**WHAT YOU HAVE TO DO:** Extract each line of the records below that contains the string "covered", treating uppercase and lowercase letters as distinct.
** start of MATERIAL SUPPLIED **
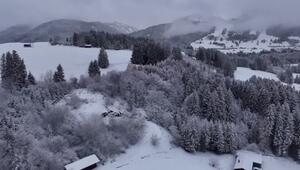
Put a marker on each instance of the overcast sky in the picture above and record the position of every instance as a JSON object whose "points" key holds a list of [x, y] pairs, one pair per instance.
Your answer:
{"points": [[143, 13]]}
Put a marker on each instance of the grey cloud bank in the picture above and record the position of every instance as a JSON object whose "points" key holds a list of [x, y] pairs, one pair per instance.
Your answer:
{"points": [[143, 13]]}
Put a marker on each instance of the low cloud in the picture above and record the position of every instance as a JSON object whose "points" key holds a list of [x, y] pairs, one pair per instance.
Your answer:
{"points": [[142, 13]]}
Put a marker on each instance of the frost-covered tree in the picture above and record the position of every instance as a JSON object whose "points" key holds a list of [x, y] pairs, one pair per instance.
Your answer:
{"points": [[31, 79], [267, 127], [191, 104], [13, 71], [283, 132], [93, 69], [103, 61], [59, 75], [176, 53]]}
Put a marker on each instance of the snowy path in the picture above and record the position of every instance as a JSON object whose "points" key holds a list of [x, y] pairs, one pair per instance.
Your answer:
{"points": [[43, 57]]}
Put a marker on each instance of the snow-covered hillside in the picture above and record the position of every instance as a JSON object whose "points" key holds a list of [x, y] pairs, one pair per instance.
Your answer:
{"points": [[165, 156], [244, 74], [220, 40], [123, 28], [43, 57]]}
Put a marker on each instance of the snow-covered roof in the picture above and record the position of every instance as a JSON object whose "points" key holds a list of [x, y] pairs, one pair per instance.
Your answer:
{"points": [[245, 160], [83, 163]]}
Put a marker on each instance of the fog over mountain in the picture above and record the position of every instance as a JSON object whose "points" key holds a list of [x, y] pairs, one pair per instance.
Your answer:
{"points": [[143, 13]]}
** end of MATERIAL SUPPLIED **
** start of MATERIAL SUPPLIED **
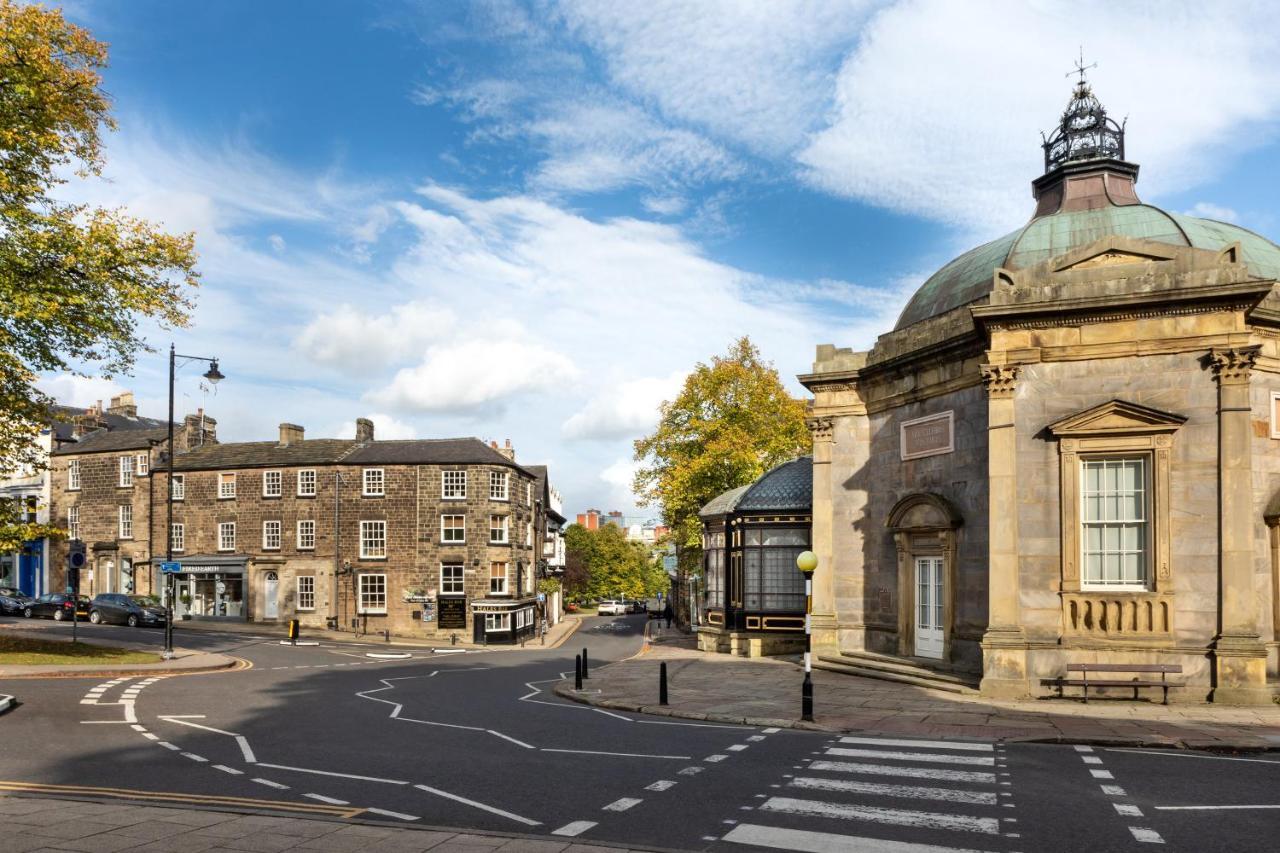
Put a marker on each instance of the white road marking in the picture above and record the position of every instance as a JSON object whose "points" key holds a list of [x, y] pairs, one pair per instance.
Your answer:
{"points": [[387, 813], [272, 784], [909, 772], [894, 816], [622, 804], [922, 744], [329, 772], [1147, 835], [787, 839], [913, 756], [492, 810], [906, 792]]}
** end of MATERIAL SUPPLIED **
** start of MATERIAL SUPPLIED **
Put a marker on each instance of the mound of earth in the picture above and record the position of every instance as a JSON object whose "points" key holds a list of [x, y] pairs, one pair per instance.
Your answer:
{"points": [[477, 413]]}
** end of MATERIAL SUPPLIED **
**RESULT:**
Put a marker on each instance of the frost-covered tree in the picture above and record the position of every instance as a JSON object whose "points" key holds a list of [x, y] pairs, one pair per instance.
Put a marker on each instance of the snow-covered hillside in the picture above and record the position of every instance as a JSON object whose "points" key holds a list of [x, y] pairs, one pair per instance.
Put a marker on each instance of the snow-covered roof in the picture above and record the position of every instance as a JSON object whose "points" key holds a list of [x, y] pairs, one pair per instance.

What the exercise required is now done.